▶ [GIVEN RECORDS]:
* * * * * * * * *

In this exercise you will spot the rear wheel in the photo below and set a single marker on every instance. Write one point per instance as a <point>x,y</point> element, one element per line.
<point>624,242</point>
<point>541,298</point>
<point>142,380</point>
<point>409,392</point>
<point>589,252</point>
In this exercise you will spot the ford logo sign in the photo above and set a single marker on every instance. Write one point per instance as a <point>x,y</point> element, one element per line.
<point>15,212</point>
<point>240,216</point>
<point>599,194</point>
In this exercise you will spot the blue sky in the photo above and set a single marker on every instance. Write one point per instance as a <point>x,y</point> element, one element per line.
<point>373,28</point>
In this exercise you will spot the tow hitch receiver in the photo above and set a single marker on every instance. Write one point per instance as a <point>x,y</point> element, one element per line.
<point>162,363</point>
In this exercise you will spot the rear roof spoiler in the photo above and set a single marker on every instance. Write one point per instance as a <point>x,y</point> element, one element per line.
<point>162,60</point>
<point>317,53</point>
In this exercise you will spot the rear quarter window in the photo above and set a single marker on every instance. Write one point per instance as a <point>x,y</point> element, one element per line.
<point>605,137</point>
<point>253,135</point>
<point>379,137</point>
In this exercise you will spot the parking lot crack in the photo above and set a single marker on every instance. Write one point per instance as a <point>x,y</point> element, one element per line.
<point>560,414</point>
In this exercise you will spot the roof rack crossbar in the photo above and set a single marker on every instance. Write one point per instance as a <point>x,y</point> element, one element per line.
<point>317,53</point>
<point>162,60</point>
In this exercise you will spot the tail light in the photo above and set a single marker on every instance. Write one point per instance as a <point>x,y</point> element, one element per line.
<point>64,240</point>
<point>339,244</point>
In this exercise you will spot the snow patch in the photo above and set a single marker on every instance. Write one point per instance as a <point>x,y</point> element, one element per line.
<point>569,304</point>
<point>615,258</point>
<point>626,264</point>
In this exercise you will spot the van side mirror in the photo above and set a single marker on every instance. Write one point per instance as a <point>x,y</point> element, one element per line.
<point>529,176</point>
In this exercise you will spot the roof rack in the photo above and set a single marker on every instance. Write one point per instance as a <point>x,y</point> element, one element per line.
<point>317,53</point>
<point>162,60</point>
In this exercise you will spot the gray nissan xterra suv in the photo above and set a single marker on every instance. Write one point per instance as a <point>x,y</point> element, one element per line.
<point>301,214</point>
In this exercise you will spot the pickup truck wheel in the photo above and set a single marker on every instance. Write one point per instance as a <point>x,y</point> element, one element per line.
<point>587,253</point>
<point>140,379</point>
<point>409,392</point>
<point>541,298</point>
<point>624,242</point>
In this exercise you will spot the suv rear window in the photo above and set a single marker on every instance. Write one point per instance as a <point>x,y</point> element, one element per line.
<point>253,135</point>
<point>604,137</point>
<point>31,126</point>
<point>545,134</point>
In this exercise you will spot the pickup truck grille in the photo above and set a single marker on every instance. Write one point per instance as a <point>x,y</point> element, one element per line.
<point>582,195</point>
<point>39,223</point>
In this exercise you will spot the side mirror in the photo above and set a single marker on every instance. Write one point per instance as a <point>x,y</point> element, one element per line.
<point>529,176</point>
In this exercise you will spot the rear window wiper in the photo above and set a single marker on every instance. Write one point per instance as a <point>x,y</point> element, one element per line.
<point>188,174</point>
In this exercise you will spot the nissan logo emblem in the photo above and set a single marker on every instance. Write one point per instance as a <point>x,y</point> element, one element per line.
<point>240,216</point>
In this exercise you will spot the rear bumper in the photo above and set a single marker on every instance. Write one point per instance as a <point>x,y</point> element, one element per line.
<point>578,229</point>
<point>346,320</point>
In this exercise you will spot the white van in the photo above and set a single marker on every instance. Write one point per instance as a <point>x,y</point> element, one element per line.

* * * * * * * * *

▶ [TASK REQUIREMENTS]:
Copy the records out again word for word.

▶ [ANSWER FOR THE TASK]:
In this exercise you will spot the rear wheel in the photo below and set a single marker on every instance. Write one point per instance as a <point>x,y</point> element, one element per line.
<point>624,242</point>
<point>541,298</point>
<point>142,380</point>
<point>409,392</point>
<point>589,252</point>
In this exercise you will spot the ford logo sign in the photo above and set a single marker on every instance. Write one point per instance as a <point>x,y</point> element, one element per line.
<point>15,212</point>
<point>240,216</point>
<point>599,194</point>
In this exercise you will spot the blue sky in the photo above and set a single marker on every instance. Write one point per instance as a <point>x,y</point> element, one element per line.
<point>373,28</point>
In this exercise you will spot the tow hitch receiver in the photo above and set a single marker on every instance. Write one point per instance as a <point>x,y</point> element, one element per line.
<point>162,363</point>
In this exercise you will spot the rear roof spoiler in the photo above and set a single marker on every instance. Write one point per instance as a <point>x,y</point> element, one element per line.
<point>162,60</point>
<point>317,53</point>
In this exercise you will spot the rear quarter window in the photo above and set a single marker on every instance. Write one point per instance as a <point>x,y</point> element, one element per line.
<point>605,137</point>
<point>253,135</point>
<point>379,137</point>
In this exercise you will spot the parking lot crack in the photo above and set a single marker on every instance. Write one point per instance as a <point>x,y</point> element, one element per line.
<point>560,414</point>
In this exercise you will spot the roof rack crossbar in the photo above and set a single marker on every instance. Write one point per instance as a <point>x,y</point> element, one element per line.
<point>317,53</point>
<point>162,60</point>
In this exercise you will spot the tail light in the photo above and set a single marker on every instance. Write one point per instance as a <point>x,y</point> element, one element per line.
<point>64,240</point>
<point>339,244</point>
In this exercise you will spot the snow patch in the photo above and set a single marker on every instance. Write one point per instance as a <point>x,y</point> element, one element per line.
<point>569,304</point>
<point>615,258</point>
<point>626,264</point>
In this exercise you will spot the van side mirror in the photo above and set a single marker on every instance. Write one point per instance as a <point>x,y</point> element, one element per line.
<point>529,176</point>
In this exercise you will spot the roof rack in the photo above and set a single marker on every instance. Write one point per instance as a <point>x,y</point> element, one element per line.
<point>317,53</point>
<point>162,60</point>
In this exercise you will spot the gray nissan xterra suv in the photo above and set a single marker on every instance. Write one point per instance as a <point>x,y</point> element, one element per line.
<point>301,214</point>
In this exercise you will spot the pickup truck wheel in the photo above and set a single marker on every instance. Write one point per instance as a <point>x,y</point> element, one element per line.
<point>587,253</point>
<point>140,379</point>
<point>409,392</point>
<point>541,298</point>
<point>624,242</point>
In this exercise you will spot the suv rear window in the photo above and set a single marker on every instance. Write one point per instance as a <point>x,y</point> element, one element per line.
<point>253,135</point>
<point>604,137</point>
<point>31,126</point>
<point>545,134</point>
In this exercise you will spot the pickup truck grille in the photo above and set a single marker on every instance. Write one point per instance as a <point>x,y</point> element, one element per line.
<point>582,195</point>
<point>39,223</point>
In this exercise you will spot the side mirror in the photo above and set a single marker on every instance. Write one point per instance as a <point>x,y</point> element, one element per line.
<point>529,176</point>
In this exercise you will spot the rear window wiper in the photo above and set a single marker on every instance. Write one point per instance as a <point>x,y</point> element, one element per line.
<point>188,174</point>
In this exercise you will spot the nissan logo emblem in the photo above and set a single marker on every instance. Write one point per instance as a <point>x,y</point> element, one element per line.
<point>240,216</point>
In this exercise you will spot the rear bumper in the photo above and set a single marker on every instance. Write one point per instance as a <point>x,y</point> element, one element per line.
<point>578,229</point>
<point>346,320</point>
In this exercise you will spot the white van in the photo above and set a single marker on every instance. Write one point per instance as a <point>x,y</point> element, one element per line.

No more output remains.